Items listed in a dataset:
_ _ _ _ _

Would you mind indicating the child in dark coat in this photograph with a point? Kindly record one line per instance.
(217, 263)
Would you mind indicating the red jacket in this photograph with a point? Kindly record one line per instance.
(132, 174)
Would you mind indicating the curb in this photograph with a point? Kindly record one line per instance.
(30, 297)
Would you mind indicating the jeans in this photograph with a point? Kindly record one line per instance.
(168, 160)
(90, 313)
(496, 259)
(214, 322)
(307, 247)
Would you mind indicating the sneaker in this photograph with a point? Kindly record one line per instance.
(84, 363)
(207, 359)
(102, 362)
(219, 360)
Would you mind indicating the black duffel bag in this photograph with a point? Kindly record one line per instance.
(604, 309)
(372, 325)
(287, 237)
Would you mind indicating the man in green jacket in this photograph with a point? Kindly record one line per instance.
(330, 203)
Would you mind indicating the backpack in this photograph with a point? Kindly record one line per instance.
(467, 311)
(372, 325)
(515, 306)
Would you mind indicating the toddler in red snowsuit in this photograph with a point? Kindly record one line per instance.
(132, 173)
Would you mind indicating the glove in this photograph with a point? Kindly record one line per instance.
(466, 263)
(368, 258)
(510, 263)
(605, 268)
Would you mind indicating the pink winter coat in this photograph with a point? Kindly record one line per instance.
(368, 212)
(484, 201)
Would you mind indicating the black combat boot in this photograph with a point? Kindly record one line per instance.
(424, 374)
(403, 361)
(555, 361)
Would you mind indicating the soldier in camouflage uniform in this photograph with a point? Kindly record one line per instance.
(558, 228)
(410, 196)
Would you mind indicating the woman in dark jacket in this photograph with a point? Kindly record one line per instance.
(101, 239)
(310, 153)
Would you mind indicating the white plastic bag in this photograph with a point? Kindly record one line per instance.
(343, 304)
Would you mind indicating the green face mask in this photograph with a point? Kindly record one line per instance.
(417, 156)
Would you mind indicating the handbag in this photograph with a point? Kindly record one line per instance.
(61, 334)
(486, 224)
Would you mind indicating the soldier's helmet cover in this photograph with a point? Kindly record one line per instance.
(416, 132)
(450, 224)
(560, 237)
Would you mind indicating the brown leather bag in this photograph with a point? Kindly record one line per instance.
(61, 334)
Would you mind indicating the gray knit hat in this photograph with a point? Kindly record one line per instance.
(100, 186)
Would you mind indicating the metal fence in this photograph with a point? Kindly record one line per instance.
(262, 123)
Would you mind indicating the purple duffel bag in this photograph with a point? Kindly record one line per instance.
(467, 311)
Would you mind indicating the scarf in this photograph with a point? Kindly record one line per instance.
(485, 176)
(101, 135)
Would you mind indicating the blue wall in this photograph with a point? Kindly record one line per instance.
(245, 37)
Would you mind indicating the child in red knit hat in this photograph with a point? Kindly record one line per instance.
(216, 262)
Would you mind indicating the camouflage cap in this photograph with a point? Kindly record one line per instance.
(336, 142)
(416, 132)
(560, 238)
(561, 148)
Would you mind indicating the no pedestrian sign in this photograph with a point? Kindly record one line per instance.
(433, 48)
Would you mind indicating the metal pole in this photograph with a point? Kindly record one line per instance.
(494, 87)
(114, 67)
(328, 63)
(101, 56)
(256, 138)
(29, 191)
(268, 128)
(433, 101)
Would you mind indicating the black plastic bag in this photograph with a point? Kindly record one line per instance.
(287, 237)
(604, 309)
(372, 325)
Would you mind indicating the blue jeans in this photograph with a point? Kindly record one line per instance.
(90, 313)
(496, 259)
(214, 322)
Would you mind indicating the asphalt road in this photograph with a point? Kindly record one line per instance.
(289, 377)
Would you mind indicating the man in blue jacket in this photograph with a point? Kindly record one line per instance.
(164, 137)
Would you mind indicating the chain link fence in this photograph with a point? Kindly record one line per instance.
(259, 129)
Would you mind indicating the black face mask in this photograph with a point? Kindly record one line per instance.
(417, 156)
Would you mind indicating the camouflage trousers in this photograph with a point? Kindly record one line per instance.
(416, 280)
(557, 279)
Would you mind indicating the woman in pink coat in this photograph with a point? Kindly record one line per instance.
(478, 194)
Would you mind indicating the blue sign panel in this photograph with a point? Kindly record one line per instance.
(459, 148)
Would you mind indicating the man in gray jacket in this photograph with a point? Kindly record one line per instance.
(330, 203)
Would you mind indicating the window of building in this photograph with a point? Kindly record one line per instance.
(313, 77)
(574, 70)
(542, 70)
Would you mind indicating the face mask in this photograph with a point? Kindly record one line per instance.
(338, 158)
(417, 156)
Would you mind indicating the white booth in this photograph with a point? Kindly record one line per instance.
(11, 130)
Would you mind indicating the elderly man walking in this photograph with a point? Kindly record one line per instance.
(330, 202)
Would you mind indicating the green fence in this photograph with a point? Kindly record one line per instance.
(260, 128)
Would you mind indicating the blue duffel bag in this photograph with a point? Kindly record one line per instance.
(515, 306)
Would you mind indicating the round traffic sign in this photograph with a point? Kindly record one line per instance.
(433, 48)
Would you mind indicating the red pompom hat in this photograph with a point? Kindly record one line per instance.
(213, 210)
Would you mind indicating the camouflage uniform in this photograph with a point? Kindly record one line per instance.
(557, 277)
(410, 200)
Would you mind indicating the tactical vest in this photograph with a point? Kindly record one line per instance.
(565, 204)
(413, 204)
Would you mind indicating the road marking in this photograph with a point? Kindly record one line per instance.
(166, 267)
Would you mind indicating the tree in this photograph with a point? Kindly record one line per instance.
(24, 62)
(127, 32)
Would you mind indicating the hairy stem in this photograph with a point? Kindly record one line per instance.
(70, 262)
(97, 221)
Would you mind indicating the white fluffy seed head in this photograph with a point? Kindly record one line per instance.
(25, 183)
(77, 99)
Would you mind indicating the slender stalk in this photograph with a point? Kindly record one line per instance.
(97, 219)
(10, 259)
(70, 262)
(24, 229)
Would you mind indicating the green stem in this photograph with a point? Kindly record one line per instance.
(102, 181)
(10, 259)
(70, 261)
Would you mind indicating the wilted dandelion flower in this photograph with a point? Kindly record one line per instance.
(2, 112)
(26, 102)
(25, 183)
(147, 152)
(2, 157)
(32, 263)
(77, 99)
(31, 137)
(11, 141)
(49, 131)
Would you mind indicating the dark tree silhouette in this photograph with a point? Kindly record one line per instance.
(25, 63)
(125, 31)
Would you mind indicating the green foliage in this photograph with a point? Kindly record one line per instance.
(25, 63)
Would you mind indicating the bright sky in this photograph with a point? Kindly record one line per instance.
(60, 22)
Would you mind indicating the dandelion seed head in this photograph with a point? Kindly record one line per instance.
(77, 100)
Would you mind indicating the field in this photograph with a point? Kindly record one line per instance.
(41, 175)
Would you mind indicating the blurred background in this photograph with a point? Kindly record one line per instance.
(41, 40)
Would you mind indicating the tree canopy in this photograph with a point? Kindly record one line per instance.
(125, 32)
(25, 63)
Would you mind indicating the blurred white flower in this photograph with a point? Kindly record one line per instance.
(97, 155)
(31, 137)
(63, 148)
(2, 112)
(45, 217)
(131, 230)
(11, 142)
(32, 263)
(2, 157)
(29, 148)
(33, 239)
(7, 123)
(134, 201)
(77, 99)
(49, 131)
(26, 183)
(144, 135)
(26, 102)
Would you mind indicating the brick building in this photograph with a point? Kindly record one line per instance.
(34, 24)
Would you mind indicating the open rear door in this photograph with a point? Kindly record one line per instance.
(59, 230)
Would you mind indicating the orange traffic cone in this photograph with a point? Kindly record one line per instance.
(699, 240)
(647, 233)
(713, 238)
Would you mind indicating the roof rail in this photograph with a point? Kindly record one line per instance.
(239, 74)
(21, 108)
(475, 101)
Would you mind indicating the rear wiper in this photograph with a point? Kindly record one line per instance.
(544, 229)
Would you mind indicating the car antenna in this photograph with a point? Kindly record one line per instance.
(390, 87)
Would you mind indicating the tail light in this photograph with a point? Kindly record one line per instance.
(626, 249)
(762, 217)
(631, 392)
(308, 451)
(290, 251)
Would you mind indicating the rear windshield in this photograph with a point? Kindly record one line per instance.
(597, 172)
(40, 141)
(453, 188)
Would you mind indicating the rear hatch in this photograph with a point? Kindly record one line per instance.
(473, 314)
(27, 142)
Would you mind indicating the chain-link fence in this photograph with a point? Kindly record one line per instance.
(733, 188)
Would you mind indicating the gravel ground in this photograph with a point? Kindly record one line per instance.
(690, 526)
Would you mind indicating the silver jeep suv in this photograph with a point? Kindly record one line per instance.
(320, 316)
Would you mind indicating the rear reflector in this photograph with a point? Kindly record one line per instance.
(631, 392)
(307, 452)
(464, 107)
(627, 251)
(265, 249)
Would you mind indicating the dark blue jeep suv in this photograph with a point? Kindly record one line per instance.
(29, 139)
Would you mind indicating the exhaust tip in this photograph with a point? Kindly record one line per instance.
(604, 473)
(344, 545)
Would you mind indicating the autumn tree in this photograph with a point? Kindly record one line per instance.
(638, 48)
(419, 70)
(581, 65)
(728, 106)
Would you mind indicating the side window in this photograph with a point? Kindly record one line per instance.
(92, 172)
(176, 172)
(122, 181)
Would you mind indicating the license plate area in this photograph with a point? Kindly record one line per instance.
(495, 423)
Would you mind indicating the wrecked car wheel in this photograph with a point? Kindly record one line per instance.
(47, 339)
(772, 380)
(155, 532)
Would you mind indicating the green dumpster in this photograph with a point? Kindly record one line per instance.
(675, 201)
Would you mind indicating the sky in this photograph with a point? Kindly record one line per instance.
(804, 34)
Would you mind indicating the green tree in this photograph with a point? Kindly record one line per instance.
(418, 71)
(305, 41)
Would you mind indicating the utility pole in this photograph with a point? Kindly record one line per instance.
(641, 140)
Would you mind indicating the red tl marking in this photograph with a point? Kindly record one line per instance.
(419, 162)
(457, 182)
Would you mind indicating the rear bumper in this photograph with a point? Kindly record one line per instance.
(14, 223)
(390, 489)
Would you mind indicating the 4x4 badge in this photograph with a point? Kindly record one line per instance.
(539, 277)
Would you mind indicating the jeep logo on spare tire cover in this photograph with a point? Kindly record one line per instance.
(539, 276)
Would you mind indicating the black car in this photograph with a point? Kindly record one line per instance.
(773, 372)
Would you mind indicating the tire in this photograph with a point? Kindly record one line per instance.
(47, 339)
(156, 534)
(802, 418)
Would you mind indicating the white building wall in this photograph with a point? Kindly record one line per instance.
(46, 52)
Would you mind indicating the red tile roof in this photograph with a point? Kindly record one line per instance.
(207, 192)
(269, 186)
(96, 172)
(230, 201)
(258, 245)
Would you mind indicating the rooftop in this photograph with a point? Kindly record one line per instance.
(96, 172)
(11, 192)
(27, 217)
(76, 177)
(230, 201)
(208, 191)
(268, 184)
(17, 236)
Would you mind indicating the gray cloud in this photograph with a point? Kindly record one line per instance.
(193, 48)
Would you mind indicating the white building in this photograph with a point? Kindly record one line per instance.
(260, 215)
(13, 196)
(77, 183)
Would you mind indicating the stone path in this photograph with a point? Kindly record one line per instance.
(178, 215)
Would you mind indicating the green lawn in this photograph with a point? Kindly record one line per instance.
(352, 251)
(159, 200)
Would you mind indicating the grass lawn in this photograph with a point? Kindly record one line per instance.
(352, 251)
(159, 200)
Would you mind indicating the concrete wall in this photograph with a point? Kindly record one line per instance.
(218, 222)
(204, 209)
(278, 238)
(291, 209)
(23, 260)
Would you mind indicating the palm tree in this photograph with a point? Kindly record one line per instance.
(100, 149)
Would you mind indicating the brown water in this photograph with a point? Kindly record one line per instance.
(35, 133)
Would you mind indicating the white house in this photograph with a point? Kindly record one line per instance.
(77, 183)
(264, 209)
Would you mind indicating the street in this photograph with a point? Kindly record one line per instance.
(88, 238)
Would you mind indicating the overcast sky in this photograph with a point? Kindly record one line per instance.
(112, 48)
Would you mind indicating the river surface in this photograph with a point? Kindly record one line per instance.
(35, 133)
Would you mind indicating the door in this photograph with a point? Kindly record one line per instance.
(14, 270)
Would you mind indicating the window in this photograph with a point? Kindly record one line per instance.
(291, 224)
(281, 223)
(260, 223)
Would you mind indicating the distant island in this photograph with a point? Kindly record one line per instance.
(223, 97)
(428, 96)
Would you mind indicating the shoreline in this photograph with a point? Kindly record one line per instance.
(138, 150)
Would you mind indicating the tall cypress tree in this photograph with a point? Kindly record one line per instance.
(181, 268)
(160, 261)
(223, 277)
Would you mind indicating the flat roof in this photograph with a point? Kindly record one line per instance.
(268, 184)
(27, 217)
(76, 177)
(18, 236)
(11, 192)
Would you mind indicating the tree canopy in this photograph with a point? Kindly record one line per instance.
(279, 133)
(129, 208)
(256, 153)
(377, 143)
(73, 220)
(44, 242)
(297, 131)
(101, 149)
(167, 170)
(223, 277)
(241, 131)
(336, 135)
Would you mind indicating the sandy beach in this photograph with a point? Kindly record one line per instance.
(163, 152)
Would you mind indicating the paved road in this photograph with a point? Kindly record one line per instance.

_ _ _ _ _

# Problem to solve
Return the line that contains "Would you mind indicating the river" along with every line after it through the end of the entries, exactly, adding nothing.

# Correct output
Would you mind indicating the river surface in this photograph with a point? Kindly record one line per instance.
(35, 133)
Would you mind indicating the door in this photograph with a point? Kindly record one line per instance.
(14, 270)
Would you mind indicating the window in this photograph with a point? Kindly record one line per instance.
(291, 224)
(281, 223)
(260, 223)
Would you mind indicating the distant island in this photograph with a point? Kindly record one line per instance.
(223, 97)
(428, 96)
Would you mind indicating the shoreline in this photograph with a point? Kindly record one line per instance.
(138, 150)
Would you mind indicating the tall cypress tree in this photograph with a point? Kindly record one line per instance.
(181, 268)
(160, 261)
(223, 277)
Would you mind indicating the flat roof in this photograph with a point? Kindly record one line per instance.
(268, 184)
(27, 217)
(76, 177)
(18, 236)
(11, 192)
Would you mind indicating the tree canopy in this photograph with a point? Kindly record one line per instance.
(279, 133)
(129, 208)
(256, 153)
(377, 143)
(73, 220)
(44, 242)
(297, 131)
(101, 149)
(167, 170)
(223, 277)
(241, 131)
(336, 135)
Would you mind indicating the sandy beach in this photograph with a point? Kindly record one line per instance.
(163, 152)
Would you mind indicating the paved road in this photograph with a point? Kindly record one line per instance.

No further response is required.